- _Extrait à lire_

━━━━

Il s’agissait d’un important danger pour l’Église Orthodoxe. Saint Grégoire Palamas, ayant détecté le risque de sécularisation de la théologie orthodoxe, réagit contre cette falsification. J’évoquerai seulement les points centraux illustrant la distinction qu’il manifeste par rapport à Barlaam le philosophe.
D’abord, le saint dût, dans ses écrits, établir la démarcation entre les deux sagesses et les deux types de connaissance. Il ne peut subsister de confusion entre elles. L’expérience et les enseignements de Saint Paul constituèrent un solide support venant compléter l’expérience propre de Saint Grégoire. Il fait appel de façon récurrente aux paroles de l’Apôtre : «Car puisque le monde, avec sa sagesse, n’a point connu Dieu dans la sagesse de Dieu, il a plu à Dieu de sauver les croyants par la folie de la prédication » (1 Cor.1, 21). Et il recourt aussi à la citation suivante : «Et ma parole et ma prédication ne reposaient pas sur les discours persuasifs de la sagesse, mais sur une démonstration d’Esprit et de puissance, afin que votre foi fût fondée, non sur la sagesse des hommes, mais sur la puissance de Dieu. Cependant, c’est une sagesse que nous prêchons parmi les parfaits, sagesse qui n’est pas de ce siècle, ni des chefs de ce siècle, qui vont être anéantis; nous prêchons la sagesse de Dieu, mystérieuse et cachée, que Dieu, avant les siècles, avait destinée pour notre gloire, sagesse qu’aucun des chefs de ce siècle n’a connue, car, s’ils l’eussent connue, ils n’auraient pas crucifié le Seigneur de gloire » (1 Cor.2, 4-8). Et il recourt également au passage dans lequel Saint Jacques, le frère du Seigneur, évoque la sagesse divine par opposition à celle de ce monde: «Cette sagesse n’est point celle qui vient d’en haut; mais elle est terrestre, charnelle, diabolique» (Jcq.3, 15). Il fait aussi appel à d’autres passages de la Bible, qui permettent de souligner la différence entre les deux types de sagesse et de connaissance, mais nous ne les mentionnerons pas tous car ce qui l’a été jusqu’à présent suffit pour indiquer que l’enseignement concernant la distinction entre les deux types de sagesse, la mentale et la spirituelle, est bien l’enseignement de l’Église et l’expérience de tous les saints.

━━━━

- _Informations fournies_
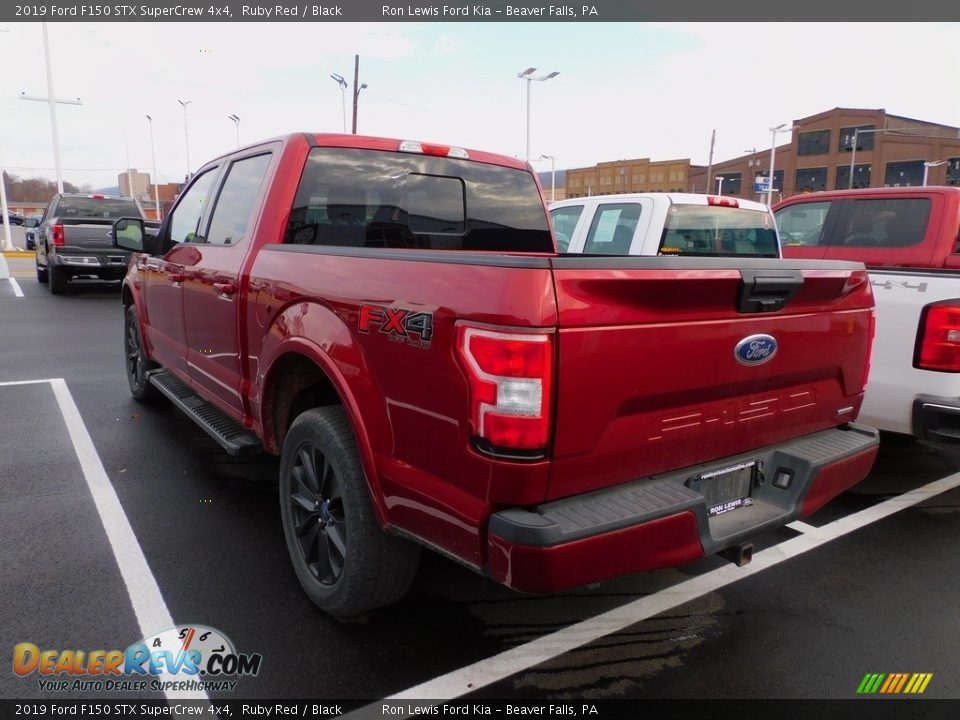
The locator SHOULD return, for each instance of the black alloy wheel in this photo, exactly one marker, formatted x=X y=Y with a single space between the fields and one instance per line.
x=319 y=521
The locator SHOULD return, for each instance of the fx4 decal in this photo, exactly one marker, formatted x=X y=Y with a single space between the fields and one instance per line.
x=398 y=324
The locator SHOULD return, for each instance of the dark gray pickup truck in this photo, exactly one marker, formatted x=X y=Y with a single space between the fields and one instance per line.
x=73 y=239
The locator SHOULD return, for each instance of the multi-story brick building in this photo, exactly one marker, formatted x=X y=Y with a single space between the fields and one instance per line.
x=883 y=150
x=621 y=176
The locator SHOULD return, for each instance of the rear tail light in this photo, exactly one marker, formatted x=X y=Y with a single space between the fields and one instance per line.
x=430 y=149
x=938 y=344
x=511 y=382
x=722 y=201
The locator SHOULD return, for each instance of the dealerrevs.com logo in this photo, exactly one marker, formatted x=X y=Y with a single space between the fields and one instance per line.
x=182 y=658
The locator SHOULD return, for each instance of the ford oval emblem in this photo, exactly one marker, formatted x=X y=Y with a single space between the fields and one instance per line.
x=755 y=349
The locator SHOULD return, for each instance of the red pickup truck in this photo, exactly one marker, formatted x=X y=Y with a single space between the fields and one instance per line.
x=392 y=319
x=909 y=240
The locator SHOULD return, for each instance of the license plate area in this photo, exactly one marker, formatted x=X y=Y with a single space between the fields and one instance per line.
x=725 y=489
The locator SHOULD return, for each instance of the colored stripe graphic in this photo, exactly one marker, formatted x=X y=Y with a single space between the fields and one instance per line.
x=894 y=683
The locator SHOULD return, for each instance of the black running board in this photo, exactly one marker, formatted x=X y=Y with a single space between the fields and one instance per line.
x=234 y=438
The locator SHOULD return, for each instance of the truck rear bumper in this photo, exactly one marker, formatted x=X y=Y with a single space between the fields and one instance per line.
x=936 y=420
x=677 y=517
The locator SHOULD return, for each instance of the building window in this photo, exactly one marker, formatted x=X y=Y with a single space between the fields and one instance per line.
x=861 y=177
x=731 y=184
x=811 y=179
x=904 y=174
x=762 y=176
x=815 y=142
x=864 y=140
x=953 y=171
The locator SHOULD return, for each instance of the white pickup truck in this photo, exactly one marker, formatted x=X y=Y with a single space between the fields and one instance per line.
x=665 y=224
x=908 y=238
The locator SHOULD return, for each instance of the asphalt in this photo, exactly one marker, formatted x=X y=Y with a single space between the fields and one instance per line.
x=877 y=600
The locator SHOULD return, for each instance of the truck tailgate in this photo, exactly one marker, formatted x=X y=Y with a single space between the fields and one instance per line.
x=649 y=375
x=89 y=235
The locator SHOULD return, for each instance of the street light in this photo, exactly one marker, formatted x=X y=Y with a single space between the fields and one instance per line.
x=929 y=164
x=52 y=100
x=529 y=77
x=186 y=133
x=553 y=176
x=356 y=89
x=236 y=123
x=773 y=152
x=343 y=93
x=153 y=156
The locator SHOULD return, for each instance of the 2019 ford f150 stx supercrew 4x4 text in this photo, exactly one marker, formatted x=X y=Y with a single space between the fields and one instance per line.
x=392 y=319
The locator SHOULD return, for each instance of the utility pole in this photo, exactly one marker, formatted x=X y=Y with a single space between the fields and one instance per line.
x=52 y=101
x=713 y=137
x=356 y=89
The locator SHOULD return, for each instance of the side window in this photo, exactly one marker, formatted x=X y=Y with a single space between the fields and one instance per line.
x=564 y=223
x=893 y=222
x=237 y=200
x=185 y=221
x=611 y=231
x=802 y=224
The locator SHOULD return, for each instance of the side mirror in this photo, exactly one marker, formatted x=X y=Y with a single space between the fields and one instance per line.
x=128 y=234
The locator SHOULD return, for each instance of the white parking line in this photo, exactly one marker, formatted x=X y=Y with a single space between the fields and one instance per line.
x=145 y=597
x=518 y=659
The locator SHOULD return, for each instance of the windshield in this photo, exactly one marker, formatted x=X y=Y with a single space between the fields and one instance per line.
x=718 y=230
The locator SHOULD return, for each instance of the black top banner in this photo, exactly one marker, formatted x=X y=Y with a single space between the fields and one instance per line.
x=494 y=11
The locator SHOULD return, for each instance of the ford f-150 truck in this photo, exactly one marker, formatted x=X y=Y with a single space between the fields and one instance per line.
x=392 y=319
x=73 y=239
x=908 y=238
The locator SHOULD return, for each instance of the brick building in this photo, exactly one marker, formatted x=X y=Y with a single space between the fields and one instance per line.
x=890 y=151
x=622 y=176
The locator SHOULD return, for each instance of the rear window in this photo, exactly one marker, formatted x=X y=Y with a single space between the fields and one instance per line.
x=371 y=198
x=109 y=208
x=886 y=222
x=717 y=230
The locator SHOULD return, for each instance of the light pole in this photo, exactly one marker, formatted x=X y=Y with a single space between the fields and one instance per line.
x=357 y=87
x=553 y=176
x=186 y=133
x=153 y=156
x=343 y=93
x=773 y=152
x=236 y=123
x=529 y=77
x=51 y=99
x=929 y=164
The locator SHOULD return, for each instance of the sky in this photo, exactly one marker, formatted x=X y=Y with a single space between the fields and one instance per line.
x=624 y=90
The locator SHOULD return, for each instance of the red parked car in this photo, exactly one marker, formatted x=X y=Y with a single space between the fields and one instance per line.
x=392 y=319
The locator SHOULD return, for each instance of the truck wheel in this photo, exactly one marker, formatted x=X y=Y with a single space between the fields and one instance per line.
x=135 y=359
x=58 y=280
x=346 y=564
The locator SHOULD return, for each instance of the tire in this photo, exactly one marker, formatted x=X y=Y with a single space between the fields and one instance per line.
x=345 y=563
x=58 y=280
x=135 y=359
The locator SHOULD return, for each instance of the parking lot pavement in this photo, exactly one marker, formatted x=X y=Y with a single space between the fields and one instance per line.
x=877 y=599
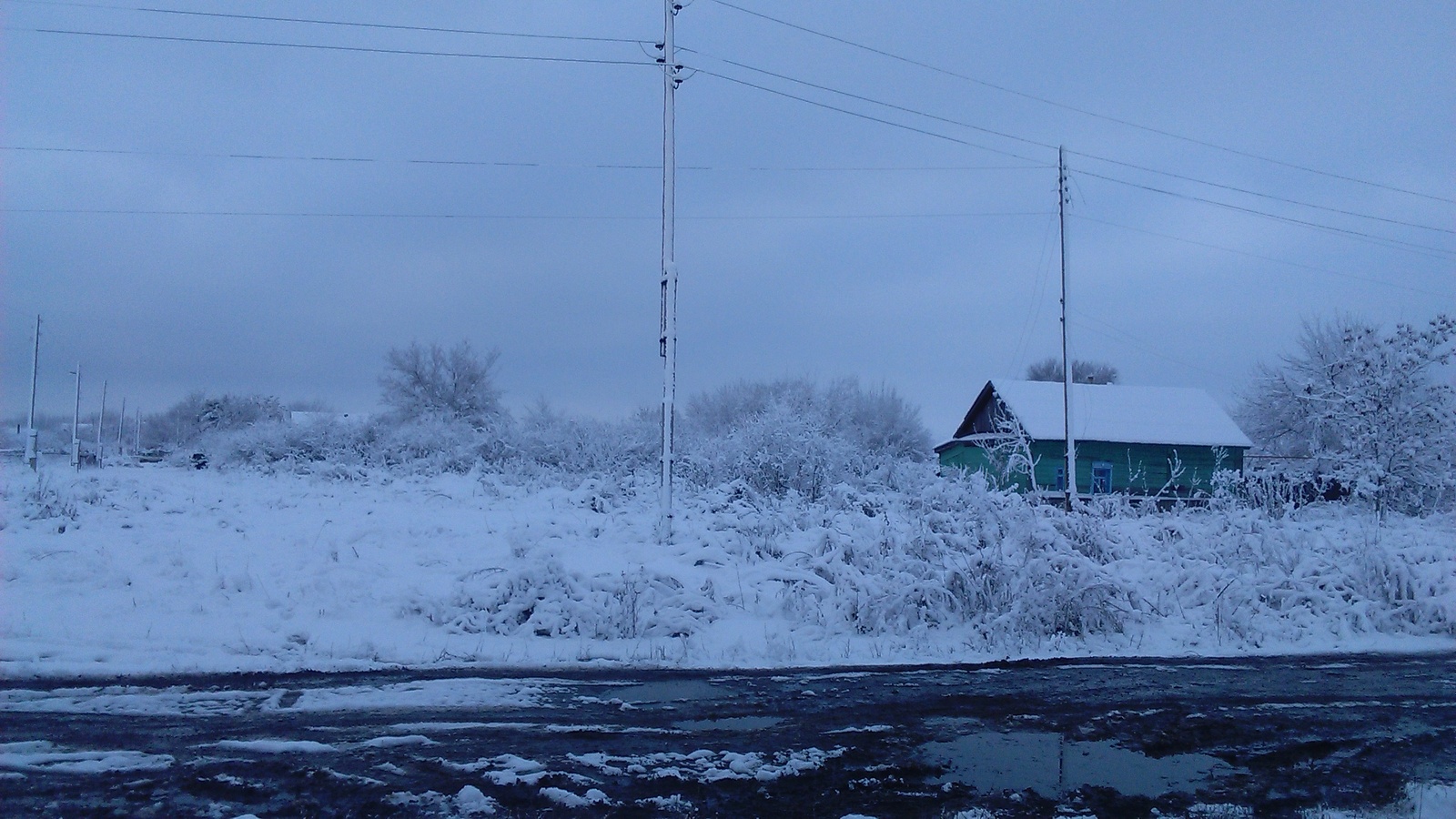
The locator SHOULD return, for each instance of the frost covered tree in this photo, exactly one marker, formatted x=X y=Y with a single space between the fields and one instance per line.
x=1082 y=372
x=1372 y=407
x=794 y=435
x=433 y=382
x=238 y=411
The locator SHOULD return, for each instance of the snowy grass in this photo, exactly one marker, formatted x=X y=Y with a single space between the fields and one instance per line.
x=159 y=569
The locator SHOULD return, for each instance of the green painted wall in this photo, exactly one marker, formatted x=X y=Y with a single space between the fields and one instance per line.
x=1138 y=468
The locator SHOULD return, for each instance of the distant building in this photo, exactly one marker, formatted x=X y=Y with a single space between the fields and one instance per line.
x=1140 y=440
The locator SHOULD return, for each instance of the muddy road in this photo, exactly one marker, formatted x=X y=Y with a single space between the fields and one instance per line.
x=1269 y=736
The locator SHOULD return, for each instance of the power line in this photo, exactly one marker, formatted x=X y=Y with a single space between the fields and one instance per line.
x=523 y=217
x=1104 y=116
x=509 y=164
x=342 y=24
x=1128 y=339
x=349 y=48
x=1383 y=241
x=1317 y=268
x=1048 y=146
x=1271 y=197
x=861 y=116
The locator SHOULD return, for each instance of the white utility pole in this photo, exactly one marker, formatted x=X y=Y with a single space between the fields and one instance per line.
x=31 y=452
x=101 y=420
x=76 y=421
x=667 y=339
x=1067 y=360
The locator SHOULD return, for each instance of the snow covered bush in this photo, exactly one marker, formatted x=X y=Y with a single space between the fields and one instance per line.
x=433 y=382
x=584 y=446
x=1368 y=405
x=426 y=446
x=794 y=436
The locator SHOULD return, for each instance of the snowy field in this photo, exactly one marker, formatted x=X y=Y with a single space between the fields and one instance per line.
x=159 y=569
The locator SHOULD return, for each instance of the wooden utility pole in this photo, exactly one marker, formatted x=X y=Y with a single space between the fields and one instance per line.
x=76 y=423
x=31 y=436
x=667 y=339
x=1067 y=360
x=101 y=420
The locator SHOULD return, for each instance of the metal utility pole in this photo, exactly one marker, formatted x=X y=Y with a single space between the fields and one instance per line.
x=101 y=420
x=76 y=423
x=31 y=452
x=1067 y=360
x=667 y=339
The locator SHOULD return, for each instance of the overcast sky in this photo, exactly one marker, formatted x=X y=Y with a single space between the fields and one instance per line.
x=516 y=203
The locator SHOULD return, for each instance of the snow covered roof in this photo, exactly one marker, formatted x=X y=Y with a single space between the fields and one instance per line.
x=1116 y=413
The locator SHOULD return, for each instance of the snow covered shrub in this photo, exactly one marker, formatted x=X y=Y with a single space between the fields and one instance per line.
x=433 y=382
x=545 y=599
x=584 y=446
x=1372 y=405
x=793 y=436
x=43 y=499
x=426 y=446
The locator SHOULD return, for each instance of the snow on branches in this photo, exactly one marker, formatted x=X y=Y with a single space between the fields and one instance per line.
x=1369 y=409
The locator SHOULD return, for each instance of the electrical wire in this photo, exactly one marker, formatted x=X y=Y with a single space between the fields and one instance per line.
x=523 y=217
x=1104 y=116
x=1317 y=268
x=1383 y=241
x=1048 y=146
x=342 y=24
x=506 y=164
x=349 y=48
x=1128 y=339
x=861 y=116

━━━━

- _Objectif A_
Recopiez le passage de l'extrait sur Saint Grégoire Palamas qui commence aux mots "Il s’agissait d’un" et s'arrête après "Barlaam le philosophe.", en substituant "péril" à "danger".
- _Objectif B_
D'après l'extrait sur Saint Grégoire Palamas, quel frère du Seigneur évoque la sagesse divine par opposition à celle de ce monde ?
Les lignes forment un matériau indépendant de l'extrait sur Saint Grégoire Palamas.

- _Bonne réponse A_
Il s’agissait d’un important péril pour l’Église Orthodoxe. Saint Grégoire Palamas, ayant détecté le risque de sécularisation de la théologie orthodoxe, réagit contre cette falsification. J’évoquerai seulement les points centraux illustrant la distinction qu’il manifeste par rapport à Barlaam le philosophe.

- _Bonne réponse B_
Saint Jacques.